将下面的每一行逐字照抄一遍，答案中不要包含图片。
══════════════════════════════
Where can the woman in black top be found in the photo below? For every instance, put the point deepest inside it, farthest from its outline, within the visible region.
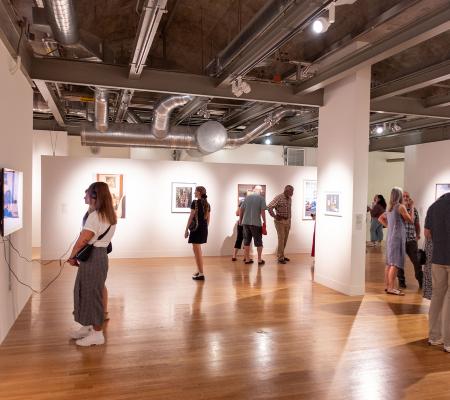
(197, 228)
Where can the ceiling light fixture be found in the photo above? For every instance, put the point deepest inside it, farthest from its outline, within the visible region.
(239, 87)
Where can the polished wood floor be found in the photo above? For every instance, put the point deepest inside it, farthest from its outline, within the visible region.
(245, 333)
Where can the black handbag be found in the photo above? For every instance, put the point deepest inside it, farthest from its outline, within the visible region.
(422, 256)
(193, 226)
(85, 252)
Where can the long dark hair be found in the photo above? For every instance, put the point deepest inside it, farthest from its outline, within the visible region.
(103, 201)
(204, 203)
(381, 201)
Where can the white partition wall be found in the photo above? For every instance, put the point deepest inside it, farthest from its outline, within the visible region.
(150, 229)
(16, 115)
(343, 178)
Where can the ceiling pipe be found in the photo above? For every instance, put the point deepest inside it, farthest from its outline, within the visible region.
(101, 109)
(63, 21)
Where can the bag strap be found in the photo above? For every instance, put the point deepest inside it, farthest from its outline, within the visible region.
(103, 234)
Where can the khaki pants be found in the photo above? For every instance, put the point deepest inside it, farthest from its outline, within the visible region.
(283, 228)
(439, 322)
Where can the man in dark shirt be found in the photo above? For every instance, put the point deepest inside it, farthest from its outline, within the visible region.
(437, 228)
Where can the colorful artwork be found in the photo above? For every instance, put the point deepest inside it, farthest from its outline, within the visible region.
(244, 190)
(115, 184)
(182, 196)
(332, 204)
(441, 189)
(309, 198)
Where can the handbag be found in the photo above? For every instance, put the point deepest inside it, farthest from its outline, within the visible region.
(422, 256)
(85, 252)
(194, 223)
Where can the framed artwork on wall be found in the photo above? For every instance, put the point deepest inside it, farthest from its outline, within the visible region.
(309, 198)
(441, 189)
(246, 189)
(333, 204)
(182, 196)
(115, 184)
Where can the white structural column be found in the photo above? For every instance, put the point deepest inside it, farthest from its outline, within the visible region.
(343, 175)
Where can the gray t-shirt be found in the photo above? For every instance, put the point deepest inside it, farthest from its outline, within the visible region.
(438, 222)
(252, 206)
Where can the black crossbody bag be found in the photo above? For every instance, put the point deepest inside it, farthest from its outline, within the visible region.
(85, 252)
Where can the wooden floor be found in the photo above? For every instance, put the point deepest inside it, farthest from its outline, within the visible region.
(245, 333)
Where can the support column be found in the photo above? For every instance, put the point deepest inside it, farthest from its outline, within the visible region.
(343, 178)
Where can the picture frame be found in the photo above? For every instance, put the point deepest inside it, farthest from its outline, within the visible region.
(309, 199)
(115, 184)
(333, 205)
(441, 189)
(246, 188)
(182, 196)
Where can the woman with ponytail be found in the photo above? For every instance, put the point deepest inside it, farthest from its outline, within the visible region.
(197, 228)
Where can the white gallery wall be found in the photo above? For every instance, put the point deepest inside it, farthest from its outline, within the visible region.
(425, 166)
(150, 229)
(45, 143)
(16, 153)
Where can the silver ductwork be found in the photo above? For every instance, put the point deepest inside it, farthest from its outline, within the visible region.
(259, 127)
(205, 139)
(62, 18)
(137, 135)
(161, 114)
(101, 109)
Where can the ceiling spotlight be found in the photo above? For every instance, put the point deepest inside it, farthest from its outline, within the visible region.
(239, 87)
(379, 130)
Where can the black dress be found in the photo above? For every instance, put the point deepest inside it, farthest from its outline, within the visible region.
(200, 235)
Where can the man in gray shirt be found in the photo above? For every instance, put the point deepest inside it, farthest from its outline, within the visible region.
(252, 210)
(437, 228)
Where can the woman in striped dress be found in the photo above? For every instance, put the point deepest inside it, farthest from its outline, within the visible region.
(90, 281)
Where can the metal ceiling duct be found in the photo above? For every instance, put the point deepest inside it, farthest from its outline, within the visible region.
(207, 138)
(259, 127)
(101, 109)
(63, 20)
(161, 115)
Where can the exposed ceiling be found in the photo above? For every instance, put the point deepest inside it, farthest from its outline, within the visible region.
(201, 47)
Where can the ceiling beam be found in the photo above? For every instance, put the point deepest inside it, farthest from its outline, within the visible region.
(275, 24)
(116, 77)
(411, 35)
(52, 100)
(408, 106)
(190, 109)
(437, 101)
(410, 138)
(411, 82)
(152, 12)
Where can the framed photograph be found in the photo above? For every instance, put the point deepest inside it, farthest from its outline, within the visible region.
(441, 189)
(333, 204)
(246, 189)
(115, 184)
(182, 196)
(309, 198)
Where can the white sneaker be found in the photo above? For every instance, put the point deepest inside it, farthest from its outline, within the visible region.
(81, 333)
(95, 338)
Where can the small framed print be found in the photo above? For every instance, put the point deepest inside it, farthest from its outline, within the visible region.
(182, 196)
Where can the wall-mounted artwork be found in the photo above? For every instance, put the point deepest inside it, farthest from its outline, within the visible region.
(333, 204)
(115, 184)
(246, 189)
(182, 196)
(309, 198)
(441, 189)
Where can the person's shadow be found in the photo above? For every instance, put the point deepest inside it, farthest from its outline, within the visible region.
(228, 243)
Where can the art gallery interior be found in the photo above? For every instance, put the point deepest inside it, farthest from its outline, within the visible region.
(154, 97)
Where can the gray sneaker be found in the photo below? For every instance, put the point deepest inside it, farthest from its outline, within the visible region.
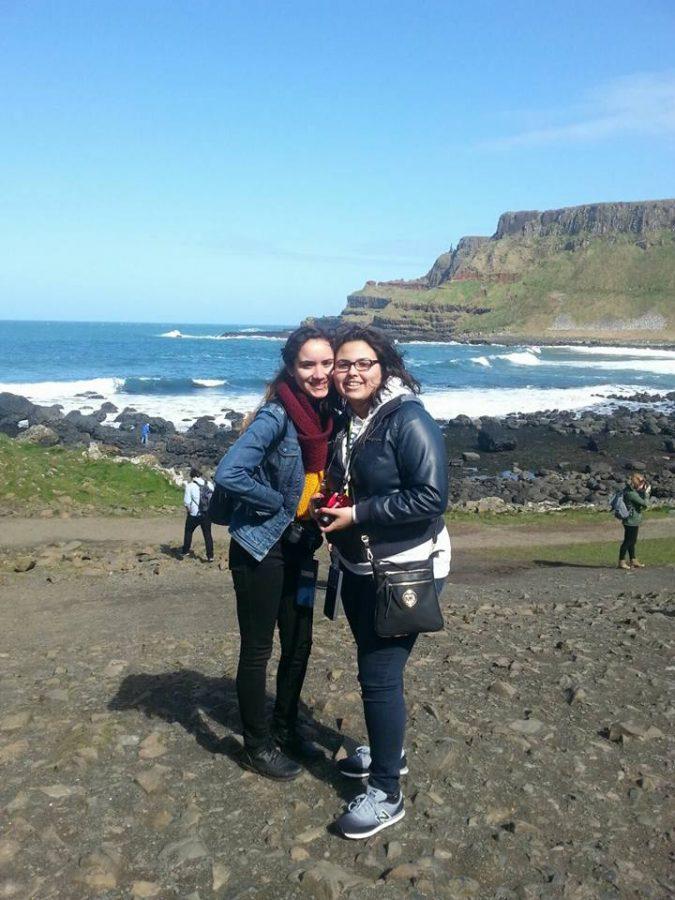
══════════════════════════════
- _输出结果_
Where can the woman in black top be found in the photo below? For every instance, put the point deepest inside it, farthest from its outline, within the visible region.
(197, 228)
Where can the ceiling light fixture be found in the photo above? For every instance, put the point deepest inside it, farthest from its outline, within the visible region.
(239, 87)
Where can the polished wood floor be found in the photo above? For every instance, put the point deepest inside it, farthest from its outline, within the visible region.
(245, 333)
Where can the black handbag be found in the photo above? For every instance, put the point deepest inside it, farthest from its outline, within the visible region.
(422, 256)
(193, 226)
(85, 252)
Where can the long dark hair be found in the photo above? For every instance, put the point deepest inside it, farthest from its outline, within the visible region.
(103, 201)
(204, 203)
(381, 201)
Where can the white partition wall be found in the photo above? For every instance, put the point deepest inside it, farthest from its outline, within the visible region.
(150, 229)
(16, 115)
(343, 178)
Where can the ceiling pipe be found in the photo above? For every instance, put the point deepest inside it, farthest from its outline, within the visible region.
(101, 109)
(63, 21)
Where can the bag strap be found in the photo above? For every instance, put the point deepest inside it, farthest from its outline, within the visible region.
(103, 234)
Where can the khaki pants be found in the photo above? For every instance, put the point deepest inside it, farthest from its outline, within the visible region.
(283, 228)
(439, 322)
Where can the man in dark shirt be found in the photo above? For every instance, put the point deepest inside it, farthest from its outline, within the visible region.
(437, 228)
Where can the colorful artwork be found in the photo above? For every instance, put the point deepest inside it, farthest from its outline, within the visible region.
(244, 190)
(115, 184)
(182, 196)
(332, 204)
(441, 189)
(309, 198)
Where can the handbag be found in the photo above? For every instance, put the point deepest inside it, farthest from its outline, within the visible region.
(422, 256)
(85, 252)
(194, 223)
Where can the framed artwork on wall be found in the photo above? For every instance, put the point deepest inside it, farthest from its outline, within the visible region.
(309, 198)
(441, 189)
(246, 189)
(333, 204)
(182, 196)
(115, 184)
Where can the white structural column be found in the photo above? For every instance, put the point deepest inside it, farthest from its outline, within the visible region.
(343, 175)
Where can the gray t-shirt be found in the photo above? For every instance, put the point deepest inside it, farthest from its outline, within the visible region.
(438, 222)
(252, 206)
Where can the black crossbody bag be found in the photo above? For every instance, put the point deepest inside it, farthest from its outline, within the visible region.
(85, 252)
Where can the wooden floor be found in the photo above? For every instance, put the point deepest inside it, farthest from its outline, within the visible region.
(245, 333)
Where can the support column be found in the photo above? For every instance, put the point deepest inside it, farthest from its outline, within the visible region.
(343, 178)
Where can the picture frame be found in the photo above? For every instance, put the point deepest inside it, farthest from its outline, within the visible region.
(309, 199)
(115, 184)
(333, 205)
(441, 189)
(246, 188)
(182, 196)
Where can the woman with ponytail be found in the photo above? For every instance, put the point deepest inside it, farthest from its outline, within the visible region.
(197, 228)
Where can the white gallery wall be found in the photo above? For every instance, put the point deepest inside it, farthest from its outline, within the visible region.
(425, 166)
(150, 229)
(45, 143)
(16, 153)
Where can the silver ductwork be found in the photo above? For every instance, put the point deepest inside it, farthest from its outline, within the visible region.
(259, 127)
(205, 139)
(62, 18)
(137, 135)
(161, 114)
(101, 109)
Where can the ceiling spotlight be found in the photo above? For every instance, put the point deepest inside it, farthest from its outline, within the visible region.
(239, 87)
(379, 130)
Where can the black dress be found in the photo above? For every instance, put the point deepest inside it, farthest from its outline, within the visible region.
(200, 235)
Where can the man in gray shirt be found in the photo above? For every instance, put the point deepest inside it, farthest from its outline, within the visible region.
(252, 210)
(437, 228)
Where can the woman in striped dress be found in the photo above? For every instance, put the point deepest inside it, farthest from its outline, within the visible region.
(90, 281)
Where can the metal ceiling duct be found in the photo above? For every instance, put the point deepest inside it, farthest from its outline, within the visible region.
(207, 138)
(259, 127)
(101, 109)
(63, 20)
(161, 115)
Where can the exposed ceiling be found in the photo above? For every instance, put the point deepest inside it, farthest from its outline, within the visible region.
(201, 47)
Where can the ceiling beam be found in the photo above? For every instance, put the point deepest inside it, farthest from its outline, within the visible region.
(275, 24)
(116, 77)
(411, 35)
(52, 100)
(408, 106)
(190, 109)
(437, 101)
(410, 138)
(411, 82)
(152, 12)
Where can the framed photograph be found in the photo above? For every instance, put the point deepest inside it, farthest from its outline, within the visible region.
(441, 189)
(333, 204)
(246, 189)
(115, 184)
(182, 196)
(309, 198)
Where can the white sneaker be found in the photo above? For every instance, put the point deepest inside it, farthest from its outline, within the visible region.
(81, 333)
(95, 338)
Where can the small framed print be found in the photo above? For every instance, put the point deepest inside it, farthest from its outline, within the visible region.
(182, 196)
Where can the wall-mounted artwork be found in the photo above? For every instance, put the point deepest inside it, farthest from its outline, within the visible region.
(333, 204)
(115, 184)
(246, 189)
(182, 196)
(309, 198)
(441, 189)
Where can the person's shadow be found in the photo above? For every instance, put the point deepest inside it, farthest from its outline, within the visible region.
(228, 243)
Where can the art gallery interior be found in the photo above? For every instance, put the point deepest inside it, farthest from its outline, within the visible region.
(154, 97)
Where can the gray sneaker be found in the photo below? For every instance, put the point deepest inside it, farthest from its outline, within the visible region.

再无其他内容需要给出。